• [Things to do]
**A)** Can you write out the passage on Delgado's brain electrode research from "An 11-year old" up to and including "with the therapist.", word for word?
**B)** In the passage on Delgado's brain electrode research, what caused the 11-year-old boy's confusion about his sexual identity? Answer in one to three sentences.
**C)** Can you proceed with the passage on Delgado's brain electrode research, picking up right after its last sentence?

++++ Exercise text ++++

Dr. Delgado, a neurosurgeon and professor at Yale, received funding for brain electrode research on children and adults. He did research in monkeys and cats, and in one paper describes the cats as “mechanical toys.” He was able to control the movements of his animal and human subjects by pushing buttons on a remote transmitter box. In 1966, Delgado asserted that his experiments “support the distasteful conclusion that motion, emotion and behavior can be directed by electrical forces, and that humans can be controlled like robots by push buttons.”
An 11-year old boy underwent a partial change of identity upon remote stimulation of his brain electrode: “Electrical stimulation of the superior temporal convolution induced confusion about his sexual identity. These effects were specific, reliable, and statistically significant. For example, the patient said, 'I was thinking whether I was a boy or a girl,' and 'I’d like to be a girl.'" After one of the stimulations the patient suddenly began to discuss his desire to marry the male interviewer. Temporal-lobe stimulation produced in another patient open manifestations and declarations of pleasure, accompanied by giggles and joking with the therapist.

++++ Supplied data ++++

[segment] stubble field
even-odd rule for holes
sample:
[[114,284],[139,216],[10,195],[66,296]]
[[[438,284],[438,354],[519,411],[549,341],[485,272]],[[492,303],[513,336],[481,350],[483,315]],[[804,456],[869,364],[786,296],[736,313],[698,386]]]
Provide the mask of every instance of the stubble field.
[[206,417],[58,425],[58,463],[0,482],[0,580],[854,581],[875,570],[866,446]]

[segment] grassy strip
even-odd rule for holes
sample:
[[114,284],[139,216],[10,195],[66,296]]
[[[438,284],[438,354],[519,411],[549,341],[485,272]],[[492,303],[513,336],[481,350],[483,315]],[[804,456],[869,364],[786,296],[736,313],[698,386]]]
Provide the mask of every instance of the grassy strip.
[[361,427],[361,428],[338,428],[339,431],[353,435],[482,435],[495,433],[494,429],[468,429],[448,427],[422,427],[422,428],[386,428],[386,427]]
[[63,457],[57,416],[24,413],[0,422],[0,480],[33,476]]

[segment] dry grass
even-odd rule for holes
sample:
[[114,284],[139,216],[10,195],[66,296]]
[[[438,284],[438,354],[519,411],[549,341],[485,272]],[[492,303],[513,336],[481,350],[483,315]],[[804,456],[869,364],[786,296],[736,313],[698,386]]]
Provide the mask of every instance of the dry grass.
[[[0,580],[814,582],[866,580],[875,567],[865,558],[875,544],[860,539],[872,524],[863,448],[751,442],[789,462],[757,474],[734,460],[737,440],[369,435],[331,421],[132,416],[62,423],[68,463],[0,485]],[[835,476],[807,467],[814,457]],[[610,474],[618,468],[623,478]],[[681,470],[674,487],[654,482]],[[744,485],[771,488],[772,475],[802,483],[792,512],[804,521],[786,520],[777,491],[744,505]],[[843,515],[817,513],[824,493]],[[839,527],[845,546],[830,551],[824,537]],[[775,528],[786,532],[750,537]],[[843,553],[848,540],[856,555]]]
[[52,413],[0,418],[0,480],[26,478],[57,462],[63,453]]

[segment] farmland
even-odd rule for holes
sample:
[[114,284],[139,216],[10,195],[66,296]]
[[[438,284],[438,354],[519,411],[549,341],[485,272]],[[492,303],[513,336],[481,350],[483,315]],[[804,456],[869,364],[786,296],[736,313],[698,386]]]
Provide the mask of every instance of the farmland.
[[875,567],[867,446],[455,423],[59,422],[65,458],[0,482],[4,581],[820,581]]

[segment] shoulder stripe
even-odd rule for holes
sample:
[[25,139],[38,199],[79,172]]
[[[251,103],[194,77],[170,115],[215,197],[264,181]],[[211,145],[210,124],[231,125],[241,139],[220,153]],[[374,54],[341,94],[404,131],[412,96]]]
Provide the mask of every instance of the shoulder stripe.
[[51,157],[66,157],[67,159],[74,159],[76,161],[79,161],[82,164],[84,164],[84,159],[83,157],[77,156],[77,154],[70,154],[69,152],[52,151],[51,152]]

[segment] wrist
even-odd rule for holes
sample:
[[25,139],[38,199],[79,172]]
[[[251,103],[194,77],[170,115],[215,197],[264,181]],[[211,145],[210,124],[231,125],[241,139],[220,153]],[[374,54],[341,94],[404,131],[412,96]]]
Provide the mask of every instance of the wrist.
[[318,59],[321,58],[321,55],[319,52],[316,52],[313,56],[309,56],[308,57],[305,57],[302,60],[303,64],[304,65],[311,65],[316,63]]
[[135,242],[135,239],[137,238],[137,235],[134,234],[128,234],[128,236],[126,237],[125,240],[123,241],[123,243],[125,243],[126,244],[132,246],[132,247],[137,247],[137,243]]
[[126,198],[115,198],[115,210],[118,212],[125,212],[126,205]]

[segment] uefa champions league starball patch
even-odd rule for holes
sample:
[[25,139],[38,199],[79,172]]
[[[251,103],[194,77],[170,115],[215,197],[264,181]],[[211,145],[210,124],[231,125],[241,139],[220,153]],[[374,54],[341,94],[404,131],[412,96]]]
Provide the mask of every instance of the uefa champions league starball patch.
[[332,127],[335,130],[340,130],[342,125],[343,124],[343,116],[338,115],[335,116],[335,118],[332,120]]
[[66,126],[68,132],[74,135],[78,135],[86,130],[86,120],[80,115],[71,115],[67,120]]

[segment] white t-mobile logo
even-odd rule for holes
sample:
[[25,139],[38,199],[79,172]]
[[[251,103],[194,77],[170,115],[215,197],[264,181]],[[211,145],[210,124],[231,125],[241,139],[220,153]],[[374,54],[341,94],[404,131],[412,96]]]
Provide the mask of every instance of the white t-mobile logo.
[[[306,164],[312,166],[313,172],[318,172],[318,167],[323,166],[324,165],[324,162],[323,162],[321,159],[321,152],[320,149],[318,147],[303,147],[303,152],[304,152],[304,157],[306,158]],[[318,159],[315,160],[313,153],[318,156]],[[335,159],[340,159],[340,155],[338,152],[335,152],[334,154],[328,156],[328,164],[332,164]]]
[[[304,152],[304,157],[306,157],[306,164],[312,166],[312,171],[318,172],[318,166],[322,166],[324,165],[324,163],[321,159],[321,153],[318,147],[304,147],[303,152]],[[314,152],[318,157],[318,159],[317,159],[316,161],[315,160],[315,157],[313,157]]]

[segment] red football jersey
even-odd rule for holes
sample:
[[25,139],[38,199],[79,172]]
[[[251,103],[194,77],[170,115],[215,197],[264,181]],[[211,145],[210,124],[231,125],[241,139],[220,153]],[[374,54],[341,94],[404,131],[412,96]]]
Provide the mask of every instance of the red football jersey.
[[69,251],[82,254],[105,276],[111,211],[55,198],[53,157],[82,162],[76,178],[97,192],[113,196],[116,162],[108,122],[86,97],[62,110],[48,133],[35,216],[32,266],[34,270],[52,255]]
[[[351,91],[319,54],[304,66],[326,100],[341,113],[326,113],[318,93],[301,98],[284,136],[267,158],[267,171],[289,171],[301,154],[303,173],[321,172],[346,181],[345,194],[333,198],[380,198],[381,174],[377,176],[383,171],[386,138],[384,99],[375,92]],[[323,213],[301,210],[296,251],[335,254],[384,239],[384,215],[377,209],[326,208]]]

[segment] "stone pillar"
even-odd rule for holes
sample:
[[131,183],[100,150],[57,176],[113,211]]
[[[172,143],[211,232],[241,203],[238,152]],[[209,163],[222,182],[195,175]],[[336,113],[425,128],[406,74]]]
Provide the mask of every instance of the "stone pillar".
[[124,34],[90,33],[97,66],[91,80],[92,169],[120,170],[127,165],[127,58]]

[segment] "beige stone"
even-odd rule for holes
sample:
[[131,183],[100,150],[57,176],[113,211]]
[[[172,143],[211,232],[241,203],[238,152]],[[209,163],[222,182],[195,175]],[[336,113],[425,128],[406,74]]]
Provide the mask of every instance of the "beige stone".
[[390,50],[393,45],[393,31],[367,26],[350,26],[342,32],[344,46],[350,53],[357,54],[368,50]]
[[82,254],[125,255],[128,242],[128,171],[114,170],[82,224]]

++++

• [Written answers]
**A)**
An 11-year old boy underwent a partial change of identity upon remote stimulation of his brain electrode: “Electrical stimulation of the superior temporal convolution induced confusion about his sexual identity. These effects were specific, reliable, and statistically significant. For example, the patient said, 'I was thinking whether I was a boy or a girl,' and 'I’d like to be a girl.'" After one of the stimulations the patient suddenly began to discuss his desire to marry the male interviewer. Temporal-lobe stimulation produced in another patient open manifestations and declarations of pleasure, accompanied by giggles and joking with the therapist.

**B)** Remote electrical stimulation of the superior temporal convolution of his brain, delivered through his brain electrode, induced the confusion.

**C)**
Brain electrode research was also conducted independently at Harvard by Dr. Delgado’s coauthors, Drs. Vernon Mark, Frank Ervin, and William Sweet. Mark and Ervin describe implanting brain electrodes in a large number of patients at Harvard hospitals. A patient named Jennie was 14 years old when they put electrodes in her brain. In their book Violence and the Brain, [65] photographs show 18-year old Julia smiling, angry, or pounding the wall depending on which button is being pushed on the transmitter box sending signals to her brain electrodes.
Dr. John Lilly describes the technique of electrode implantation. “Electrodes could be implanted in the brain without using anesthesia. Short lengths of hypodermic needle tubing equal in length to the thickness of the skull were quickly pounded through the scalp into the skull. These stainless steel guides furnished passageways for the insertion of electrodes into the brain to any desired distance and at any desired location. Because of the small size of the sleeve guides, the scalp quickly recovered from the small hole made in it, and the sleeve guide remained imbedded in the bone for months to years. At any time he desired, the investigator could palpate [rub] the scalp and find the location of each of the sleeve guides. Once one was found, he inserted a needle down through the bone. After withdrawing the needle, the investigator placed a small sharp electrode in the track made by the needle and pressed the electrode through the skull and down into the substance of the brain to any desired depth.”